Locate every line below that contains the string "clicks", and copy each of those lines in full.

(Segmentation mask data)

··········

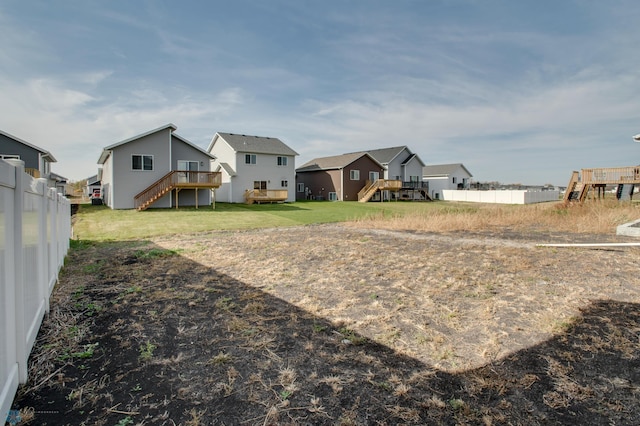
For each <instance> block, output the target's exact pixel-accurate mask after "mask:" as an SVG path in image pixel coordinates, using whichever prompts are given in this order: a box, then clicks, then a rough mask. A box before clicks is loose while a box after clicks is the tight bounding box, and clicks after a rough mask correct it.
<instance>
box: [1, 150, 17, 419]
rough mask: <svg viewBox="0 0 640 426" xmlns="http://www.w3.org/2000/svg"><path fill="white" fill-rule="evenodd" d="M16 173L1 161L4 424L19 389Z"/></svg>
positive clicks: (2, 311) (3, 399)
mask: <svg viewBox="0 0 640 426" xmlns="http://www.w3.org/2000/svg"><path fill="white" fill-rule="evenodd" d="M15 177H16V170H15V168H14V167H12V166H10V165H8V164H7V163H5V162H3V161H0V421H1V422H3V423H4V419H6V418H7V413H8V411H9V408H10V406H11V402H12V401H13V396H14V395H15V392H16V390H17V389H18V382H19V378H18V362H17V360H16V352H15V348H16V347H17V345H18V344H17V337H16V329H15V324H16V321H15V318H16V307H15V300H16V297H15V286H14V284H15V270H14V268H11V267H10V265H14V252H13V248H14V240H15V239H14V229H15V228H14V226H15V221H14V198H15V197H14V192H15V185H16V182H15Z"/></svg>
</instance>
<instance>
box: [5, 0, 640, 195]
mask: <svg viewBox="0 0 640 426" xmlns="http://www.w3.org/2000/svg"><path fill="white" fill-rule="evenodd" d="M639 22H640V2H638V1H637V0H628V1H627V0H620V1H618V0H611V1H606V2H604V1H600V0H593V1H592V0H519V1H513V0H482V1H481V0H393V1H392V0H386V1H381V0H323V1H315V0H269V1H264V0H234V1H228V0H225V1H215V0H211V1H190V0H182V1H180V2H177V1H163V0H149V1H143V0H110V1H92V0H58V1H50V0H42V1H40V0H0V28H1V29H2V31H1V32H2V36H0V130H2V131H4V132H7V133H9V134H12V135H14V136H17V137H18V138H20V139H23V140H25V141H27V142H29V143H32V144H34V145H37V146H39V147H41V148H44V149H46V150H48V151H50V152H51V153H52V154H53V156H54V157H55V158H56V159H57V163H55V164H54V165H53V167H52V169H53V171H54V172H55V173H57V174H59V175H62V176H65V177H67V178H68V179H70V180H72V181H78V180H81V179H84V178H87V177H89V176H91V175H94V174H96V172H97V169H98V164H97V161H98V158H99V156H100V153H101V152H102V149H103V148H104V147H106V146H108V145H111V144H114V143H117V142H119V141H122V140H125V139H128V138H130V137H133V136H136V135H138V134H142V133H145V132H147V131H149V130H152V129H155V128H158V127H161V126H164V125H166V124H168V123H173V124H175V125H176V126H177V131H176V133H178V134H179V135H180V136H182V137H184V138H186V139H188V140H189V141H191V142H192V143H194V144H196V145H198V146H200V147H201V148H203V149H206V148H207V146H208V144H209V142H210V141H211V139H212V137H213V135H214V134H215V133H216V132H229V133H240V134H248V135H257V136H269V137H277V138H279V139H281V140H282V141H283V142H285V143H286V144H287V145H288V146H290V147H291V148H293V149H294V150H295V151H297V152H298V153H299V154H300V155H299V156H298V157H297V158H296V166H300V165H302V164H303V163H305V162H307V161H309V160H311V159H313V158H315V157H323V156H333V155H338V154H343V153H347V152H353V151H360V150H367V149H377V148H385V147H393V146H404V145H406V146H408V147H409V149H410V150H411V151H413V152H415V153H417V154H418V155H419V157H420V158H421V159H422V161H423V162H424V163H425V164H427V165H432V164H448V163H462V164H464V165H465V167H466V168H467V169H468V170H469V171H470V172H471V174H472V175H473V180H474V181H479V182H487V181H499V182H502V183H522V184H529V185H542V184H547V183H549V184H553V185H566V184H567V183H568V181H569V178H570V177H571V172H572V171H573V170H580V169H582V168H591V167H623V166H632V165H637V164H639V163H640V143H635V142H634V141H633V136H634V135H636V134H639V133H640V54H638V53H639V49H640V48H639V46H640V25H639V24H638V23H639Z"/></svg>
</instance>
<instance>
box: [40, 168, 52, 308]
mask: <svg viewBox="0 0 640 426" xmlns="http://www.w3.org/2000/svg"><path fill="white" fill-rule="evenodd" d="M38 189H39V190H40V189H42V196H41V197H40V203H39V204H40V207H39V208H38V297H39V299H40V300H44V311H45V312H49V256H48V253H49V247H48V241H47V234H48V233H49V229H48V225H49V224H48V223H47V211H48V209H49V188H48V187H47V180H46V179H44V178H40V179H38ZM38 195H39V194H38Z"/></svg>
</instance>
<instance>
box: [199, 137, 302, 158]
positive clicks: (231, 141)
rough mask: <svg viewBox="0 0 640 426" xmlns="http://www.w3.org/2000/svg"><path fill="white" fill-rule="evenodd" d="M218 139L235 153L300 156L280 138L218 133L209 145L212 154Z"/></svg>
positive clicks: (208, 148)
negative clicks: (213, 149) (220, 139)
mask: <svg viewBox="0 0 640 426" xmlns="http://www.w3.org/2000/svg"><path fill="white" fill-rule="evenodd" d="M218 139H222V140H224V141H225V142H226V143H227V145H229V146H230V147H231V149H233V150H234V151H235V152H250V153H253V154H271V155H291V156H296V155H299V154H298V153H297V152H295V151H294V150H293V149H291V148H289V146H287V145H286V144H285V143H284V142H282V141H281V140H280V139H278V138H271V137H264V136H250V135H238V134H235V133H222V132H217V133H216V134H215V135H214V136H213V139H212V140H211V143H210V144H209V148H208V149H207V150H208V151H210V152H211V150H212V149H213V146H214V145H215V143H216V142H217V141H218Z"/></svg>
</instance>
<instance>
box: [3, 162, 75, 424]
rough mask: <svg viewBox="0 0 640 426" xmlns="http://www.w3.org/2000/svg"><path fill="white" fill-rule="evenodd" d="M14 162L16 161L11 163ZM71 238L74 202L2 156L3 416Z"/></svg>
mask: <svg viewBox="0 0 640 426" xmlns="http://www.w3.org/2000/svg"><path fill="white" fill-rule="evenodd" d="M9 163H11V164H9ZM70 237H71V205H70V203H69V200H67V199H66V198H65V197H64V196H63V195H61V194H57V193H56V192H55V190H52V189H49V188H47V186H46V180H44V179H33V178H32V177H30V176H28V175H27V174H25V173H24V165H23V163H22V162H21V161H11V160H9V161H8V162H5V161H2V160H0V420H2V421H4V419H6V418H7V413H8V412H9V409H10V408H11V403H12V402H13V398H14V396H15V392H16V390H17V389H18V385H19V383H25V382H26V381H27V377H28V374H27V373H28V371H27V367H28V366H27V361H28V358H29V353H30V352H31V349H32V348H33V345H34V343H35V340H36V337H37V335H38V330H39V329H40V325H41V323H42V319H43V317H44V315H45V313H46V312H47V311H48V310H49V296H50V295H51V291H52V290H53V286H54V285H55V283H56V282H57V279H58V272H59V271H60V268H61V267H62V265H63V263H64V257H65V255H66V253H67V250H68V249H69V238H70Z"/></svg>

··········

TASK SOLUTION:
For each <instance> block, output the target's exact pixel-accurate mask after "mask:" as an SVG path in image pixel coordinates, using whichever prompts are given in this order: a box, then clicks, then a rough mask. A box before clicks is loose while a box after clicks is the tight bounding box, and clicks after a rough mask correct it.
positive clicks: (2, 311) (3, 399)
positive clicks: (231, 141)
positive clicks: (208, 148)
negative clicks: (213, 149) (220, 139)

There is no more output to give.